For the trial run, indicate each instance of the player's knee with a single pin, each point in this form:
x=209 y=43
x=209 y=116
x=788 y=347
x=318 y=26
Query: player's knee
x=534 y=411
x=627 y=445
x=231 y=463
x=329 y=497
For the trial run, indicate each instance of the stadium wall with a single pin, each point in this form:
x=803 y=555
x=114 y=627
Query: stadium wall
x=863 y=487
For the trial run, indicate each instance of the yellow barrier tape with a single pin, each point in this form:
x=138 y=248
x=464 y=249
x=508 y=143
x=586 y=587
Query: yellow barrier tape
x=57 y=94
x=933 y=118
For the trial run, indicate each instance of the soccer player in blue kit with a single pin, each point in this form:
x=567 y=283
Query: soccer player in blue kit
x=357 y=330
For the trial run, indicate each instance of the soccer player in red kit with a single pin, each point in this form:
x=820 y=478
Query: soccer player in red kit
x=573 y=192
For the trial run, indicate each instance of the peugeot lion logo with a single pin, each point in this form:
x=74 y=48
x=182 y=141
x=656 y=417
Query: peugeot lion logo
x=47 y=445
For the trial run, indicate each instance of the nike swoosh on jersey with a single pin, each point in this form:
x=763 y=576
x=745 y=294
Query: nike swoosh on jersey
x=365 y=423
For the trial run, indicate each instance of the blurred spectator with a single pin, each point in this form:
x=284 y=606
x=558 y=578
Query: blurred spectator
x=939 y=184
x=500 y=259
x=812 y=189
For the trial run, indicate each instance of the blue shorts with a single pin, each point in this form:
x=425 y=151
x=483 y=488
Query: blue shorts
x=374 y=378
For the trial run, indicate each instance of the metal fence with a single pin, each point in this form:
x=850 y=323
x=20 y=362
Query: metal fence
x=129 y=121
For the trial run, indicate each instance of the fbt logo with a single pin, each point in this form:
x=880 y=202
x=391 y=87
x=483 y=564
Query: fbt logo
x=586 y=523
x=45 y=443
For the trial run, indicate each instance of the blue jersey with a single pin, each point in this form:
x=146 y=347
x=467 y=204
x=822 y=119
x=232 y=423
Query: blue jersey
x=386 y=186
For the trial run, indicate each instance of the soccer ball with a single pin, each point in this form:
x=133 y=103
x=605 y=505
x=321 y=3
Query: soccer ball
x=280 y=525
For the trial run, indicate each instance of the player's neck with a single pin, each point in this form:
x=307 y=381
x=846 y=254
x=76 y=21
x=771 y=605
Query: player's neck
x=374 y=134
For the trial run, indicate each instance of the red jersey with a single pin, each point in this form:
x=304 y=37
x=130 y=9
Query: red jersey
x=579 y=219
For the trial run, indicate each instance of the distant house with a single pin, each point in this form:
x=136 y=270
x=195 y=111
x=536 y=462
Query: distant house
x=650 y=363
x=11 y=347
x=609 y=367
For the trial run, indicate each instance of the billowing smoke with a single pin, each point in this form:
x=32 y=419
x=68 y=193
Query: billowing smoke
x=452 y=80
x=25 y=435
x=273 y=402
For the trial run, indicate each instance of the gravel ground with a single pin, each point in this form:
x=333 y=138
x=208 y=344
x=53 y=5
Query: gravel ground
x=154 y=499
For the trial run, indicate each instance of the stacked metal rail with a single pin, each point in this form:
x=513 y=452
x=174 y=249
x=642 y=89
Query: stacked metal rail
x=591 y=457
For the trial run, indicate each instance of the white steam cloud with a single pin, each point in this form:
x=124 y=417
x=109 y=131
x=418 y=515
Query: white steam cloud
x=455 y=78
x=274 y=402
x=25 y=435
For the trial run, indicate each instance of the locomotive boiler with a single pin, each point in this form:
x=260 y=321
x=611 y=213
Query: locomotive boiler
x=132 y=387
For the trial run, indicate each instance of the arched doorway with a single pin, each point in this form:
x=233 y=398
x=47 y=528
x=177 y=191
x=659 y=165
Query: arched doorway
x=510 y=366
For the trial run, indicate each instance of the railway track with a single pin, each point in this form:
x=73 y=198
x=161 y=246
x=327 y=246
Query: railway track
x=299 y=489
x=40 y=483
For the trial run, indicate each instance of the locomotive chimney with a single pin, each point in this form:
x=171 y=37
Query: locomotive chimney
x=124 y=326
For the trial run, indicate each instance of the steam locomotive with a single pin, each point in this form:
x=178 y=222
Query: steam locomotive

::::

→ **PROMPT**:
Please repeat all the entries above, renaming "trial run" to "practice round" wherever it occurs and leaving everything else unchanged.

→ **SOLUTION FOR THIS TASK**:
For the practice round, indicate each instance of the player's knee with a single pin, each point in this form:
x=209 y=43
x=209 y=116
x=788 y=347
x=318 y=26
Query: player's knee
x=534 y=411
x=627 y=445
x=231 y=463
x=329 y=497
For the practice round, indicate each instance of the stadium wall with a single pin, each point in this form:
x=803 y=555
x=114 y=627
Query: stadium wall
x=863 y=487
For the practice round, indicate each instance of the yellow barrier tape with a single pin, each point in this form:
x=138 y=248
x=464 y=249
x=508 y=143
x=586 y=587
Query: yellow barrier tape
x=57 y=94
x=933 y=118
For the practice round, indicate each instance of the soccer player in blue kit with a single pin, each point in this form:
x=567 y=283
Query: soccer player in blue kit
x=357 y=330
For the practice round, indicate each instance of the soccer player in red kit with a single pin, each point in this form:
x=820 y=478
Query: soccer player in red kit
x=573 y=192
For the practice round, indicate each instance of the peugeot lion logo with a single pin, each point in this form:
x=74 y=48
x=182 y=141
x=656 y=417
Query: peugeot lion logo
x=47 y=445
For the practice round, indicate each instance of the nike swoosh on jersey with a single pin, each point in this form:
x=763 y=576
x=745 y=294
Query: nike swoosh on jersey
x=365 y=423
For the practice round, indicate each instance of the blurred spectator with a single pin, each point in this form:
x=284 y=606
x=558 y=578
Query: blurred spectator
x=939 y=184
x=500 y=259
x=812 y=189
For the practice round, indicate each instance of the blue shorts with a single pin, each point in this form:
x=425 y=151
x=483 y=488
Query: blue shorts
x=374 y=378
For the practice round, indicate each instance of the metal fence with a single pin, each point in this form:
x=850 y=323
x=20 y=362
Query: metal fence
x=129 y=121
For the practice round, indicate each instance of the fbt logo with a single pin, each point in this form:
x=880 y=202
x=391 y=87
x=483 y=564
Query: fbt logo
x=586 y=523
x=45 y=443
For the practice round, indicate each instance of the blue jersey with a single pin, each point in this form:
x=146 y=347
x=467 y=204
x=822 y=119
x=232 y=423
Query: blue jersey
x=386 y=186
For the practice round, indicate each instance of the soccer ball with a single pin, each point in this form:
x=133 y=103
x=605 y=505
x=321 y=3
Query: soccer ball
x=280 y=525
For the practice round, indicate each instance of the player's neck with a single pin, each point in this form:
x=307 y=381
x=846 y=254
x=76 y=21
x=771 y=605
Query: player's neck
x=374 y=134
For the practice round, indicate each instance of the red jersey with a single pin, each point in this form:
x=304 y=37
x=130 y=9
Query: red jersey
x=579 y=219
For the practice round, indicate each instance of the distant house with a single pin, each point in this form:
x=136 y=270
x=195 y=111
x=536 y=462
Query: distant house
x=650 y=363
x=11 y=347
x=609 y=367
For the practice round, indicate each instance of the billowing smoke with a single pin, each point in this form:
x=32 y=419
x=68 y=193
Query: billowing smoke
x=452 y=80
x=25 y=435
x=273 y=402
For the practice round, indicate each instance of the gravel ground with a single pin, each point in this form:
x=333 y=138
x=208 y=344
x=53 y=5
Query: gravel ground
x=154 y=499
For the practice round, indicate each instance of the stacked metal rail with a single pin, each point in this form:
x=513 y=452
x=174 y=249
x=642 y=89
Query: stacked metal rail
x=591 y=457
For the practice round, indicate each instance of the white steam cloud with a single pin, each point in this form:
x=124 y=417
x=109 y=131
x=418 y=515
Query: white steam cloud
x=455 y=78
x=274 y=402
x=25 y=435
For the practice round, indicate each instance of the locomotive boiler with a single pin, each point in this form:
x=260 y=321
x=611 y=213
Query: locomotive boiler
x=132 y=387
For the practice round, indicate each instance of the arched doorway with a single pin, each point in this form:
x=233 y=398
x=47 y=528
x=177 y=191
x=659 y=165
Query: arched doorway
x=510 y=366
For the practice round, indicate each instance of the railway track with a single pin, each point in this form:
x=73 y=198
x=161 y=246
x=327 y=246
Query: railway track
x=299 y=489
x=40 y=483
For the practice round, indicate each instance of the locomotive chimney with a single pin, each point in this form:
x=171 y=37
Query: locomotive chimney
x=124 y=326
For the practice round, indicate each instance of the steam locomotive with a single pin, each point in this form:
x=178 y=222
Query: steam locomotive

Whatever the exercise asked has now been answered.